## TASK:
Please gather every line in the entries below that contains the word "hedge" and copy each of those lines out in full.
+ + + + + + +
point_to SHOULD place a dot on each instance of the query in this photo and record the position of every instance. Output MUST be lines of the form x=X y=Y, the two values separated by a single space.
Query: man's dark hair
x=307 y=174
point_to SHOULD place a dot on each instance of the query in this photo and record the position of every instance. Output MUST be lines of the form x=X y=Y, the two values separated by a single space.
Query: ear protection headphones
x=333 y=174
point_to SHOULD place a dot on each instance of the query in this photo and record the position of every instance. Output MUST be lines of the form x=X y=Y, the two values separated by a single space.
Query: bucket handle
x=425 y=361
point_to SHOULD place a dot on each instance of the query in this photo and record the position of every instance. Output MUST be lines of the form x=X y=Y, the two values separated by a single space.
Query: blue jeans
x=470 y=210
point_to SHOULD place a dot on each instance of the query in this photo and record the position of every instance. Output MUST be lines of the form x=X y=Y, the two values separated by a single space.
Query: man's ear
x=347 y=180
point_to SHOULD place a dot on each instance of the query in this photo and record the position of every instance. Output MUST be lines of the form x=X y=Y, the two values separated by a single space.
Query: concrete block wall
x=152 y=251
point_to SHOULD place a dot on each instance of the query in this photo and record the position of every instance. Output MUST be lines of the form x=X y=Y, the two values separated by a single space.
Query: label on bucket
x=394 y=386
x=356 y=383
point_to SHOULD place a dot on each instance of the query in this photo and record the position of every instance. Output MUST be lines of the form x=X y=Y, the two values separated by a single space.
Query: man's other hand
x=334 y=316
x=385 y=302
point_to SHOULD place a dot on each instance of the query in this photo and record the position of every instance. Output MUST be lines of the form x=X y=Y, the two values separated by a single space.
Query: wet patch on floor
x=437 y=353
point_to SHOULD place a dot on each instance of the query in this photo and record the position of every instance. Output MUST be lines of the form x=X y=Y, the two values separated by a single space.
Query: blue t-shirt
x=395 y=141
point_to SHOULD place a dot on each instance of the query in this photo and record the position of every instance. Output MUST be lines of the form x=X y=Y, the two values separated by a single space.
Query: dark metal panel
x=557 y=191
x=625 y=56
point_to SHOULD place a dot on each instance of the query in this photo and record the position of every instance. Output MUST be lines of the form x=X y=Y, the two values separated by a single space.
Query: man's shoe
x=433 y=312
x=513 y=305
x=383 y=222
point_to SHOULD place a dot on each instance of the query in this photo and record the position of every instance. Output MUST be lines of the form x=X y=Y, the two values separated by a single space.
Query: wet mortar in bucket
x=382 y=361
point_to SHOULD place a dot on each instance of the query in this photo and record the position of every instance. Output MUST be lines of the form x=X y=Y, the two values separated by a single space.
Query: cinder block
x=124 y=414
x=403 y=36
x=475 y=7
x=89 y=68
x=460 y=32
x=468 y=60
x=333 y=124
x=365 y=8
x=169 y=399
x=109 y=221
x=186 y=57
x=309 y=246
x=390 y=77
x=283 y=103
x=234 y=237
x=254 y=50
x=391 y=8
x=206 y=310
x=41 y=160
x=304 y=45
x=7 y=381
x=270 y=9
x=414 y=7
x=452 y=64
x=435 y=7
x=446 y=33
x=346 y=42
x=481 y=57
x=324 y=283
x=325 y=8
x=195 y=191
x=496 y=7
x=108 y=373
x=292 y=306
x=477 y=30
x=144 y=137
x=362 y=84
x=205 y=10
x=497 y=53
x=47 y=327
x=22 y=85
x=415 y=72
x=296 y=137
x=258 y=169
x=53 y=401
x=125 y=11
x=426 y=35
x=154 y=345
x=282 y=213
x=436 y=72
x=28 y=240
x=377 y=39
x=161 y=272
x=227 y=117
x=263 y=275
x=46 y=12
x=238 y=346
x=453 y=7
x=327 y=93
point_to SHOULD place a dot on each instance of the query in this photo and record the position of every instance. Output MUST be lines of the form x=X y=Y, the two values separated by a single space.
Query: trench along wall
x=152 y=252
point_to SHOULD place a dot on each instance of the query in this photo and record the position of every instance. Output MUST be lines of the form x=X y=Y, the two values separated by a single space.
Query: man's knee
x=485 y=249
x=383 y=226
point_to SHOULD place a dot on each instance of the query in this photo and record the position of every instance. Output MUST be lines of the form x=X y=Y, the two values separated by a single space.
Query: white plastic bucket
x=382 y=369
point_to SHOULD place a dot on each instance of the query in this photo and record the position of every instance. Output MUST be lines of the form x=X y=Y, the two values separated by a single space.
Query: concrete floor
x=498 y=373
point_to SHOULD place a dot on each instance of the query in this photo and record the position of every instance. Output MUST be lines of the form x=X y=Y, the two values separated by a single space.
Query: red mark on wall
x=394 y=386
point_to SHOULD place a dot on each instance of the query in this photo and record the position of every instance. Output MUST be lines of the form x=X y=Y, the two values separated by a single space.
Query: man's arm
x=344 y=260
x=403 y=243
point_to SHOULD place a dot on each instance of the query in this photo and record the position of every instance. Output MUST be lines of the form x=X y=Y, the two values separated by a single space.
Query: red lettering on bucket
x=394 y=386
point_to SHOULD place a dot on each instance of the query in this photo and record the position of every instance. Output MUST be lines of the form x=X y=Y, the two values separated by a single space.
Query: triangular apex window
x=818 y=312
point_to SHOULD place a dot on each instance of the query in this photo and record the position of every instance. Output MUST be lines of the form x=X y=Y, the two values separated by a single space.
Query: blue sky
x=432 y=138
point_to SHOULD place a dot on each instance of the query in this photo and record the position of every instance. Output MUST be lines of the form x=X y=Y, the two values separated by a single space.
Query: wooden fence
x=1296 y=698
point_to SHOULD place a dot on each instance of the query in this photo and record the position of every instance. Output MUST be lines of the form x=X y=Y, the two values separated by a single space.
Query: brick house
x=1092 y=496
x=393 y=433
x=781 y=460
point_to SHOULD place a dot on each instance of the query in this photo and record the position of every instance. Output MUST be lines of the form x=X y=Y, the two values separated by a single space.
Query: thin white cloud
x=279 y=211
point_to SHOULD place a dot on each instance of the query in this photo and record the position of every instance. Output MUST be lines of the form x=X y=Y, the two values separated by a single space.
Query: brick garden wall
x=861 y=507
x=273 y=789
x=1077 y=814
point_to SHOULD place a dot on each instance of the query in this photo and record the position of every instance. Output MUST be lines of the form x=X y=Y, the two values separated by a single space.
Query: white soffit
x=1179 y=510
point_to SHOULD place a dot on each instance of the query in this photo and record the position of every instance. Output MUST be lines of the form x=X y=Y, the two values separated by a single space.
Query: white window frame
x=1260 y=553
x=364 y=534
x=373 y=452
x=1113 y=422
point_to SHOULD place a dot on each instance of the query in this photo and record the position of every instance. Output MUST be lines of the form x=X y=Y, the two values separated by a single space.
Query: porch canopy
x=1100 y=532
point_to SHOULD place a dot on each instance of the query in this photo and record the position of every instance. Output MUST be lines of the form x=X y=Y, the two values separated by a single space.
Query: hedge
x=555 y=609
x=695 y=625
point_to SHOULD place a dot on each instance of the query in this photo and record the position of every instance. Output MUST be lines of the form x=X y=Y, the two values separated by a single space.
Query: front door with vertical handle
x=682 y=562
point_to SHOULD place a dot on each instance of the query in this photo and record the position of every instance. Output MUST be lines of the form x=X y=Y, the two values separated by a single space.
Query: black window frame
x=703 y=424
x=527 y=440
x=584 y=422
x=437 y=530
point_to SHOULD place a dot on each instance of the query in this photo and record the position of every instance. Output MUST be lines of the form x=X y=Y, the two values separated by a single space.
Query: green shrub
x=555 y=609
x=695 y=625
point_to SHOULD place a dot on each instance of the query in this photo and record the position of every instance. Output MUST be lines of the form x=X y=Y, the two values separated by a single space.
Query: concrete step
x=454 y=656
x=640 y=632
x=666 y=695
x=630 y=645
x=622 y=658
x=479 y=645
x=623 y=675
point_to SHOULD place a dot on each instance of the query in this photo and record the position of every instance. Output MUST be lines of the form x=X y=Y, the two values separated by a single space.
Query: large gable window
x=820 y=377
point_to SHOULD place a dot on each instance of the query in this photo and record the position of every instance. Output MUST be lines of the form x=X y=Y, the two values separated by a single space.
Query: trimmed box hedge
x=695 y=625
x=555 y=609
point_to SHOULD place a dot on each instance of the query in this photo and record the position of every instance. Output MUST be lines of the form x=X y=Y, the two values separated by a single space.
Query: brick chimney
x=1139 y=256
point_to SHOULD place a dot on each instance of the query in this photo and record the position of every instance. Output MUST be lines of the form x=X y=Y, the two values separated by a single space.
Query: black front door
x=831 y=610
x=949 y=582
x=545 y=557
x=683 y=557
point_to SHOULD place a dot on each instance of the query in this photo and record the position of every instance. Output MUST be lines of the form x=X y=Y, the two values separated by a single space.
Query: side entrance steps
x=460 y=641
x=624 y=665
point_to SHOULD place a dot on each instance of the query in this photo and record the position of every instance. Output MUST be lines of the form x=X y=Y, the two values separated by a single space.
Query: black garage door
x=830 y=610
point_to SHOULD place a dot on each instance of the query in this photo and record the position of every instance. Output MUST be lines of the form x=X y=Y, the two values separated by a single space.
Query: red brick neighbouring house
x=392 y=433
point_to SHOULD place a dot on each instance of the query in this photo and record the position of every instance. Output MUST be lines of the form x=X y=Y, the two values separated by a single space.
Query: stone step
+ + + + + + +
## THE SOLUTION:
Query: hedge
Query: trimmed box hedge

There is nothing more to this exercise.